Yet from that supremely elite group, how many can reasonably be expected to succeed?

Very few. Even with excellent racing records, good to exceptional pedigrees, good to excellent conformation, and very good books of mares to share their genetic potential, perhaps only a third of the entering crop will be in demand a decade later.

From a review of the stallions who entered stud 10 years ago in 2011, only five were at stud in Kentucky for a fee of $10,000 or higher (actually, the least expensive of these is Lookin at Lucky at $20,000). The five are leading sire Quality Road ($150,000), Munnings ($40,000), champion Blame ($30,000), Kantharos ($30,000), and champion Lookin at Lucky ($20,000).

From the numbers above, roughly two-tenths of a percent (1.8) of an annual foal crop of 10,000 colts would get a spot at stud in Kentucky, and maybe a third of those will continue to be sufficiently in demand to retain a spot at stud in the Bluegrass at a significant fee.

__________

WHAT TO PRODUCE - Continue the passage on how few thoroughbred stallions succeed at stud, starting after its last sentence.

__________

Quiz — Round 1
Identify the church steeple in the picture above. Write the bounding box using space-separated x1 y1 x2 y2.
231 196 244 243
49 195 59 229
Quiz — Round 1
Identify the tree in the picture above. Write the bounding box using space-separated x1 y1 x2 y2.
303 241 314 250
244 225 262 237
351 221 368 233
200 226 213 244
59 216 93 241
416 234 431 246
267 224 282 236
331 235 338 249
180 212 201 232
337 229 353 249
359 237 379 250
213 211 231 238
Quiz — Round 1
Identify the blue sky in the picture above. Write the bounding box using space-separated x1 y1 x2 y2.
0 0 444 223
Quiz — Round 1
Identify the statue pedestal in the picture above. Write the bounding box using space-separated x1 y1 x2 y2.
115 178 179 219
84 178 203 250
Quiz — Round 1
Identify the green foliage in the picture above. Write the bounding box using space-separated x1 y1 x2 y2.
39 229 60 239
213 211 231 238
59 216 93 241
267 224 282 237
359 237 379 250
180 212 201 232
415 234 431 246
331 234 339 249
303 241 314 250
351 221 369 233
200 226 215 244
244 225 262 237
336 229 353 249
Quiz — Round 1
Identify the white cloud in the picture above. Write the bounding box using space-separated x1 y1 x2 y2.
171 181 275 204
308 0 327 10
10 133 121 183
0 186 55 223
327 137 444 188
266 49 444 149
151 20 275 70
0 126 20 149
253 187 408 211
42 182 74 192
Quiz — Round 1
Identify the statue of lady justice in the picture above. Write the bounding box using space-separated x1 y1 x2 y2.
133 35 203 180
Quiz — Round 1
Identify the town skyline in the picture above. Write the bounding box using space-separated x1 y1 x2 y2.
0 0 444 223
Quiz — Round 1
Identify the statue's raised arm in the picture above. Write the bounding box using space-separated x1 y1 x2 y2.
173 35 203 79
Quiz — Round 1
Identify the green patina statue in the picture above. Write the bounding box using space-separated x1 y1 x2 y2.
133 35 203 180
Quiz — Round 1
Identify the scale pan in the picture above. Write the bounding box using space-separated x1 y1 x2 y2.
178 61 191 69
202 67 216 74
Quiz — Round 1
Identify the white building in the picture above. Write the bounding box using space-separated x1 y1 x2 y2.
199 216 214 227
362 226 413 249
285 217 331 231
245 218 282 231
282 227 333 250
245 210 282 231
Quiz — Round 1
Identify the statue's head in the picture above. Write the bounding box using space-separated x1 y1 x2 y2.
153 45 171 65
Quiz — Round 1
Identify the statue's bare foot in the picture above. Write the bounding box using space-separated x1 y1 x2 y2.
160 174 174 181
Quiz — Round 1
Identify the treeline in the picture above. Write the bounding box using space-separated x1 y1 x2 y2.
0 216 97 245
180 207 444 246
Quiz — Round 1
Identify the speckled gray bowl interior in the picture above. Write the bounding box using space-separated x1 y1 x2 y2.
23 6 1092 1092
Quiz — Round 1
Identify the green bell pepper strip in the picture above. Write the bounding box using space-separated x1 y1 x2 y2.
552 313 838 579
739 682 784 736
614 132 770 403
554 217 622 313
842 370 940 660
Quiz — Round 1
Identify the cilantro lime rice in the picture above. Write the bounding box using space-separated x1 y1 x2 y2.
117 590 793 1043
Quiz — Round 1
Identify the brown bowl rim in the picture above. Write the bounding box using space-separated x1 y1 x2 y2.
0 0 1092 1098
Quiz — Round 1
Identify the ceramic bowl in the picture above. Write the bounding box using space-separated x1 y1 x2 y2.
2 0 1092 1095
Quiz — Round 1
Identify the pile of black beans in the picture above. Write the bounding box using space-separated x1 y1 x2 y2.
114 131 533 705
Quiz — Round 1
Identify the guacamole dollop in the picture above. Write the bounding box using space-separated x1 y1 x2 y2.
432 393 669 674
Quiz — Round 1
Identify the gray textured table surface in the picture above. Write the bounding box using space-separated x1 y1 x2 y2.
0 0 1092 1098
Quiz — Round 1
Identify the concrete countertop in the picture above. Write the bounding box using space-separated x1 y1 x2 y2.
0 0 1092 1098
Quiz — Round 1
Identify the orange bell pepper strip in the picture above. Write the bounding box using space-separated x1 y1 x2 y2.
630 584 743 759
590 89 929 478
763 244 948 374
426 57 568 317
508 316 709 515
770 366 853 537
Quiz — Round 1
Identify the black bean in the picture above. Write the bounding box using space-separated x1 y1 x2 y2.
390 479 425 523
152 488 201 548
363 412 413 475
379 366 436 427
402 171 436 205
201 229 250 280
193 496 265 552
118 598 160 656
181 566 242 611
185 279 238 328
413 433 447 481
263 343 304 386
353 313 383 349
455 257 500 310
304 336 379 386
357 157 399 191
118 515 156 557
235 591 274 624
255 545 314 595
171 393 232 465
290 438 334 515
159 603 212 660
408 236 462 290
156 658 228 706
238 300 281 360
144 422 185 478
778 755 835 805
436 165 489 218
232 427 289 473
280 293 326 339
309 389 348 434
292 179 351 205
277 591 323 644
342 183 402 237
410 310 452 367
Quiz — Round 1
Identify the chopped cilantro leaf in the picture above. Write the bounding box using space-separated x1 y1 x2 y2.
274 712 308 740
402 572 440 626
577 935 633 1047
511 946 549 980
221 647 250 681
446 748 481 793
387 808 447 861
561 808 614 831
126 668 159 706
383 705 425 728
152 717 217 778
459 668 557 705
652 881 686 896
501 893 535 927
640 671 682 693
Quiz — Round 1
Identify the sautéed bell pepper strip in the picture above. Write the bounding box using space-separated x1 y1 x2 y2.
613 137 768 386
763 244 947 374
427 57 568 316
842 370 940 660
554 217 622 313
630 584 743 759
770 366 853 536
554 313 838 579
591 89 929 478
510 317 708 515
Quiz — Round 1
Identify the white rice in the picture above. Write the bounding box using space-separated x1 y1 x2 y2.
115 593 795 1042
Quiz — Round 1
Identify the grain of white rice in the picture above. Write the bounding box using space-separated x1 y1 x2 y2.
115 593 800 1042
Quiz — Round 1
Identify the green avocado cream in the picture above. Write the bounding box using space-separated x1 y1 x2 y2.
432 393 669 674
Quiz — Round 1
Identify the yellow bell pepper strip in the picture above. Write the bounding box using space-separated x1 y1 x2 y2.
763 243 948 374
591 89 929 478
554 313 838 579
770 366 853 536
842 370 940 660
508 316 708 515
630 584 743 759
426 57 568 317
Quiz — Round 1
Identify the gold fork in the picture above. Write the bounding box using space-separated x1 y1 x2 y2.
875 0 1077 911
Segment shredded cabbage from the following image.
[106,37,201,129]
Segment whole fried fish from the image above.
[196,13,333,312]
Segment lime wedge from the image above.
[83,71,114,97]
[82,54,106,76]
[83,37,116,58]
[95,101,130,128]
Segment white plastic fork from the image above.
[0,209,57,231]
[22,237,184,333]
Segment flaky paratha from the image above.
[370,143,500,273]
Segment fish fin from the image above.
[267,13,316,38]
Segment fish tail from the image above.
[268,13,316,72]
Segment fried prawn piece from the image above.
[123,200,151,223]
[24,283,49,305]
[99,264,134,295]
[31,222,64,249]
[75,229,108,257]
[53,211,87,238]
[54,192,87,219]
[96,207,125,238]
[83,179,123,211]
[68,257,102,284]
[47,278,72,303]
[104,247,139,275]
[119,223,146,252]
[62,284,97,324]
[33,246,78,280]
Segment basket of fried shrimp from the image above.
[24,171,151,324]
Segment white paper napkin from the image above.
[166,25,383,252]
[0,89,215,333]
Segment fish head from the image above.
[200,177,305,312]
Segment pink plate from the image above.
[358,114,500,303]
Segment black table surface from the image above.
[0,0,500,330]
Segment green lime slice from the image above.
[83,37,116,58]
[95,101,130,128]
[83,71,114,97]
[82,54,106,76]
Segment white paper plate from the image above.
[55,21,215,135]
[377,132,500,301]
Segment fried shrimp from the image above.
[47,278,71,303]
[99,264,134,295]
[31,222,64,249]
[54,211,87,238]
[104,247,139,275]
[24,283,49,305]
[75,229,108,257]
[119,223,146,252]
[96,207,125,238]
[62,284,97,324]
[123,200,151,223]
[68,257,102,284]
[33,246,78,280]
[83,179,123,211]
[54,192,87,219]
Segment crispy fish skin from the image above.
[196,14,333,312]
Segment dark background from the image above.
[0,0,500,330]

__________

RESPONSE -
That is a steep hill to climb.

Among the stakes winners over the weekend, however, two showed up with close relationships to stallions who did not make the grade in Kentucky.

Winner of the Searching Stakes at Pimlico, Blame Debbie is by the aforementioned Blame, one of the success stories among the entering sire crop of 2011. By the good sire Arch, Blame was the champion older horse of 2010, when he won the G1 Whitney, Stephen Foster, and Breeders' Cup Classic. He is the sire of 31 stakes winners, including classic winner Senga and the additional G1 winners Nadal (Arkansas Derby) and Marley's Freedom (Ballerina). In addition to last weekend's stakes win, Blame Debbie won the G3 Dowager at Keeneland last year.

The broodmare sire of Blame Debbie, however, is Horse of the Year Invasor (Candy Stripes), and he is a horse who did not achieve the level of stallion success required to stay in Kentucky. An Argentine-bred who was unbeaten in Uruguay, then purchased by Shadwell and raced internationally, Invasor won 11 of his 12 starts, earning $7.8 million.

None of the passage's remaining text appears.